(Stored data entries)
====================

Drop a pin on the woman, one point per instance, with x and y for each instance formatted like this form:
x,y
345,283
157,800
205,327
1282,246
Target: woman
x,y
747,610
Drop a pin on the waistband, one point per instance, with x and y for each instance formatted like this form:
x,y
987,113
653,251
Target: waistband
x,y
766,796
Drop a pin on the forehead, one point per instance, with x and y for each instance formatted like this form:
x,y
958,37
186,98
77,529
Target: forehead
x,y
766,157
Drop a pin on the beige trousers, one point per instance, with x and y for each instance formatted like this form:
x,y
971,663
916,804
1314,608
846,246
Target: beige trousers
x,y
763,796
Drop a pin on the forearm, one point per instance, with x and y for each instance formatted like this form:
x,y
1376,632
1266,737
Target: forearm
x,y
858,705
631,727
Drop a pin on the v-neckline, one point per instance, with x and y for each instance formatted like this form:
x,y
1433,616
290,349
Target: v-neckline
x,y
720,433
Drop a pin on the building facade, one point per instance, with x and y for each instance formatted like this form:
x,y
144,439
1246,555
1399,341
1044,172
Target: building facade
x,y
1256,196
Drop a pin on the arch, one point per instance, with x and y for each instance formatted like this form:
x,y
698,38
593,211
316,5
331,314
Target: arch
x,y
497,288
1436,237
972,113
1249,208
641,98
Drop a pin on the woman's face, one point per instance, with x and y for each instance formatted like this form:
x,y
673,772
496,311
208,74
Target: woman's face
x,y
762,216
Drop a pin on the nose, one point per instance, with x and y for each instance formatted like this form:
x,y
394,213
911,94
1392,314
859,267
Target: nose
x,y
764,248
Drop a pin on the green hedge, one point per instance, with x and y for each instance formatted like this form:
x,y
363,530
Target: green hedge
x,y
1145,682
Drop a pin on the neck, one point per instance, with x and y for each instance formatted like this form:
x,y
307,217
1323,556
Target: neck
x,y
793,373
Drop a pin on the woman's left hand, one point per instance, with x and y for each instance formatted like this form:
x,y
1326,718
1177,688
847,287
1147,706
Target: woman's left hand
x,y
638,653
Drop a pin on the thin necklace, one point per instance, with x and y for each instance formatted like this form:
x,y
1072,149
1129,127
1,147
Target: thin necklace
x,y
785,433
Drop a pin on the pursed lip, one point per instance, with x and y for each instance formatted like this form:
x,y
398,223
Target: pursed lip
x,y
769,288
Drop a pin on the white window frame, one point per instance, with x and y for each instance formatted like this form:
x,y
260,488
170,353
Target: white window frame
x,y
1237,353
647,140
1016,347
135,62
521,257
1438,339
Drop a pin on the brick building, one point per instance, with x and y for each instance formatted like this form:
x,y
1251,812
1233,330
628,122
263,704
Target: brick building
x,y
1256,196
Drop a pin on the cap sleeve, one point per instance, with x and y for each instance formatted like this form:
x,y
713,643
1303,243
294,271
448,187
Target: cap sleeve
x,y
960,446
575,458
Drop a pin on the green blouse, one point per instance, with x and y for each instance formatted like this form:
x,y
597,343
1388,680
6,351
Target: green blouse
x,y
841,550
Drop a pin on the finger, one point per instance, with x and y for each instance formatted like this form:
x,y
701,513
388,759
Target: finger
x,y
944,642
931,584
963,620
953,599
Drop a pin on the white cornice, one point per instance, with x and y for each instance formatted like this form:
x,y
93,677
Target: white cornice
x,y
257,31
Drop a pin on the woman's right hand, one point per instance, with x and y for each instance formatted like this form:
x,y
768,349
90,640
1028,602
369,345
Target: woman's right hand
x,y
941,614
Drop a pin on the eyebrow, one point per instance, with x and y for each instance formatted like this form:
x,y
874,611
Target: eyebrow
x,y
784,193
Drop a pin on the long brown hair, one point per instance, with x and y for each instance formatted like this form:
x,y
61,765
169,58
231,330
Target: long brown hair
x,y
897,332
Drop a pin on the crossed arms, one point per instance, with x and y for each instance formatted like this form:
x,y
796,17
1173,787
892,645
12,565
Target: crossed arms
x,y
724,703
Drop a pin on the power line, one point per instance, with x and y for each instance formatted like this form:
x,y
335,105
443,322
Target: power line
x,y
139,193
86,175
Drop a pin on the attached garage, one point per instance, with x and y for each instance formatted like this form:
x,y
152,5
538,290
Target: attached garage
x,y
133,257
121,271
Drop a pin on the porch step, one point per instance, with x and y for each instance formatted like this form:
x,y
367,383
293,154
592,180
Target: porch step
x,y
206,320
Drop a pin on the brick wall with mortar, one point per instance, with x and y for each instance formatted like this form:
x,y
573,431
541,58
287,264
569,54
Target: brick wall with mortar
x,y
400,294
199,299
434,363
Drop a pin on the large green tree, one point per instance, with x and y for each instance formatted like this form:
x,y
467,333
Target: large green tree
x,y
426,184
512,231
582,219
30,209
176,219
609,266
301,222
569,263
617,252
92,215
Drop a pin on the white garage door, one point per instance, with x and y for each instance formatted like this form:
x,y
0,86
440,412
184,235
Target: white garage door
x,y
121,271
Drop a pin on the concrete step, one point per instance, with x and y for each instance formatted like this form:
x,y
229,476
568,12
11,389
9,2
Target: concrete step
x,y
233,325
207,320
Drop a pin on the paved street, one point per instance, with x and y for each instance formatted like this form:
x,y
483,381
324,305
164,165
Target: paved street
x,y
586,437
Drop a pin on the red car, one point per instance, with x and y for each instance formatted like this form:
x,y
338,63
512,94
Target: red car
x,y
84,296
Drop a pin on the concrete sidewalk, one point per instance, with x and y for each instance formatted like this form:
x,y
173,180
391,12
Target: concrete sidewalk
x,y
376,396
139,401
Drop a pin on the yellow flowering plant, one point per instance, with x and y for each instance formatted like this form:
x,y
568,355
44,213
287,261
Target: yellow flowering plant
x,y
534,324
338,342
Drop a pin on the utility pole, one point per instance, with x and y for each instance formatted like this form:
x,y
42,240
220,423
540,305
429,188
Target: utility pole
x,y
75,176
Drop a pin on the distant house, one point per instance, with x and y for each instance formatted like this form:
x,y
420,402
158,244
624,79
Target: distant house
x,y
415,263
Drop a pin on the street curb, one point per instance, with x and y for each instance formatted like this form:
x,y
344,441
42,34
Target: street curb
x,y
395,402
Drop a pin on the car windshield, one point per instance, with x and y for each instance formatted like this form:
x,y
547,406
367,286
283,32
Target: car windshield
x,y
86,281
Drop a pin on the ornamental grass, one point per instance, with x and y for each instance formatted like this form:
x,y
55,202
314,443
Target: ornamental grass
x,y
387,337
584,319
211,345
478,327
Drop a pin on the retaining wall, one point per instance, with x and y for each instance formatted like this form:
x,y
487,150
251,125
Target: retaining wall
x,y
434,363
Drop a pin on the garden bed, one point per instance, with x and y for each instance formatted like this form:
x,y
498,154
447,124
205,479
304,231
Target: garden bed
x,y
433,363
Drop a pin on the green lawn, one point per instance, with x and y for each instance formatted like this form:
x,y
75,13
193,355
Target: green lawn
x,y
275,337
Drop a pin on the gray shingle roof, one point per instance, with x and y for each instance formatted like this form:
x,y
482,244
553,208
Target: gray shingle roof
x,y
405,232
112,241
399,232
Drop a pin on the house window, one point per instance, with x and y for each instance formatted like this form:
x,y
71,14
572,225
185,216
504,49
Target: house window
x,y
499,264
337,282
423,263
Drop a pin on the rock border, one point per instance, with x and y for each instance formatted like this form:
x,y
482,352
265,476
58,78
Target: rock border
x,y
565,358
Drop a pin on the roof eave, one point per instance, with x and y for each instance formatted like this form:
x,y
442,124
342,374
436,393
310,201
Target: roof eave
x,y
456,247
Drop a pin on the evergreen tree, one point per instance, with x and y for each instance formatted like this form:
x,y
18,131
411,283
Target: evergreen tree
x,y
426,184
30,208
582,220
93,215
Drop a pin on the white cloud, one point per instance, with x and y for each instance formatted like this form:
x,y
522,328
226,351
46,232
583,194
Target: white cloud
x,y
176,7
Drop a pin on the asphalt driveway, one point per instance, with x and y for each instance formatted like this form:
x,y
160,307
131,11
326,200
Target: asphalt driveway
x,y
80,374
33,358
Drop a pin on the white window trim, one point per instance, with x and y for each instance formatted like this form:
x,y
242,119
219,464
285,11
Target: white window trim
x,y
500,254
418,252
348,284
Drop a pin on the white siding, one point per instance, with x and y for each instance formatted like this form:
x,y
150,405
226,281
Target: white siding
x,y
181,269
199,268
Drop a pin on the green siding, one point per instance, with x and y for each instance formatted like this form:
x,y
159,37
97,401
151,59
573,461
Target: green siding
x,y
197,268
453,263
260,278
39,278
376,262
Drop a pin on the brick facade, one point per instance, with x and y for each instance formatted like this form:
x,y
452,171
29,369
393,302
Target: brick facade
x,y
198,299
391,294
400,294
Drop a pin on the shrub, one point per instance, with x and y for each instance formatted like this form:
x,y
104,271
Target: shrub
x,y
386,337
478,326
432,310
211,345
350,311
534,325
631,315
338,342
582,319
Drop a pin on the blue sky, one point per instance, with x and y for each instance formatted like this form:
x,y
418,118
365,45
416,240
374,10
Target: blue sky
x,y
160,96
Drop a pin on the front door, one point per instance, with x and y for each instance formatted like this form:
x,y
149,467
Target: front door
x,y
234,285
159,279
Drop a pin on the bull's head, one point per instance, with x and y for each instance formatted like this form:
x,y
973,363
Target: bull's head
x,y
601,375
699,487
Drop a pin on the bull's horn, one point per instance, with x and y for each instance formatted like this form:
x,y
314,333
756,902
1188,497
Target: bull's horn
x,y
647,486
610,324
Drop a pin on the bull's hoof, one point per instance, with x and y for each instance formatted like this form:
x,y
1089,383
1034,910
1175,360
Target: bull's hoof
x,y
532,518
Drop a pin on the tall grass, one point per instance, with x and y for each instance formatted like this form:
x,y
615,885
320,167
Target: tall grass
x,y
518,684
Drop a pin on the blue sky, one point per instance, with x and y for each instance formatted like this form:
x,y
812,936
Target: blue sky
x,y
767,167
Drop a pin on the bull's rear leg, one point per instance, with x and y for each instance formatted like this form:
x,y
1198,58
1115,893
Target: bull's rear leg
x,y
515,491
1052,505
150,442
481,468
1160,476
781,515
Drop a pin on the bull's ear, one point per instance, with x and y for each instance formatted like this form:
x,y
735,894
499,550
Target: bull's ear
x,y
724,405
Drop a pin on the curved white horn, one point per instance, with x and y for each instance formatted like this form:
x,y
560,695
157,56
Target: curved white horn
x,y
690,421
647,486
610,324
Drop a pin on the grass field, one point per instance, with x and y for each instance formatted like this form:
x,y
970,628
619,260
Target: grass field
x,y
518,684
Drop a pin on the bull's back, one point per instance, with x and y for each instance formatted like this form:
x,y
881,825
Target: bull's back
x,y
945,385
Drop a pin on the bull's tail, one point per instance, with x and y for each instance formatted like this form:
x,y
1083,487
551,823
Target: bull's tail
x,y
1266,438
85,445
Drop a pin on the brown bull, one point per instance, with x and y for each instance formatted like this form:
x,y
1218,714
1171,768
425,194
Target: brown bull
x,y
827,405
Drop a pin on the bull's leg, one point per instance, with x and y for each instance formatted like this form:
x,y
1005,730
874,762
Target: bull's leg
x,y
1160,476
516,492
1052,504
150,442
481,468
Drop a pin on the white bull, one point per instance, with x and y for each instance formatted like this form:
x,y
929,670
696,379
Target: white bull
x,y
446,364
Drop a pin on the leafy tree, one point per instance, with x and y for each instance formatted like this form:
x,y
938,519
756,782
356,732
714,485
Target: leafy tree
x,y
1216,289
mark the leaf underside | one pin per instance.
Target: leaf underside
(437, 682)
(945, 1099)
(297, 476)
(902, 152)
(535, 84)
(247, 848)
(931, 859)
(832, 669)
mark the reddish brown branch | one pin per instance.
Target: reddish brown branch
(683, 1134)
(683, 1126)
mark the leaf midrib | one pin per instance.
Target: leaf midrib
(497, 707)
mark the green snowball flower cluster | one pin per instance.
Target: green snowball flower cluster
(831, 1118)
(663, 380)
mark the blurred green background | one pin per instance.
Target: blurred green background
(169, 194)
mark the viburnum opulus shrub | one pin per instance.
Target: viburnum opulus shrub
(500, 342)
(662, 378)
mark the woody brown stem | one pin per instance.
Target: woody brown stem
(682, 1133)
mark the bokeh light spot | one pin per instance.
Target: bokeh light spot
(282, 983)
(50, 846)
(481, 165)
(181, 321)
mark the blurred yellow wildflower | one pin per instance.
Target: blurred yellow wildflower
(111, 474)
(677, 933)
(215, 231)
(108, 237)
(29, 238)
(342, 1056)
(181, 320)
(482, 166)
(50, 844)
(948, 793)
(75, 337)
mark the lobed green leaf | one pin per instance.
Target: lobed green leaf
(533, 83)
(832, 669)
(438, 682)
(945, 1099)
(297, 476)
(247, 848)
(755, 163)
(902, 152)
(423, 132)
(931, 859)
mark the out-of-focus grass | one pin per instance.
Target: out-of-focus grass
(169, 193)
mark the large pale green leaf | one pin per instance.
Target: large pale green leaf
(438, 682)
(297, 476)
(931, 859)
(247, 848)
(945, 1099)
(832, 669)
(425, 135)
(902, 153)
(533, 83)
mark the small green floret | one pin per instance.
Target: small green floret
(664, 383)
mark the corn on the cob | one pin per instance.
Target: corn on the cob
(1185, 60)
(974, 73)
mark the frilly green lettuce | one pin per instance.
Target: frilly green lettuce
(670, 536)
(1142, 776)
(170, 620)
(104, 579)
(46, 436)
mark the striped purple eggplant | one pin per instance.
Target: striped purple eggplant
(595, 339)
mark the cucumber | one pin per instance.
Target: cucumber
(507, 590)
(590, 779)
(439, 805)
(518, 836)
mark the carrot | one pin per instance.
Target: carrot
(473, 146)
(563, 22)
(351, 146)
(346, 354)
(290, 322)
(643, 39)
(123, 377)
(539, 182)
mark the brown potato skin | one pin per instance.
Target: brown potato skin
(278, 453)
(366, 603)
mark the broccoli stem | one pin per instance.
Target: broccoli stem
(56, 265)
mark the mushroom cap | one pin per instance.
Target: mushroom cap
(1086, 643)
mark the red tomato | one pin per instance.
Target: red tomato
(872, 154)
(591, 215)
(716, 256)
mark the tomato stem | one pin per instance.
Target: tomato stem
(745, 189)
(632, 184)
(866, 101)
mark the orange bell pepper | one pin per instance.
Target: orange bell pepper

====================

Select the lines from the entries that include the word "orange".

mark the orange bell pepper | one pin per instance.
Target: orange bell pepper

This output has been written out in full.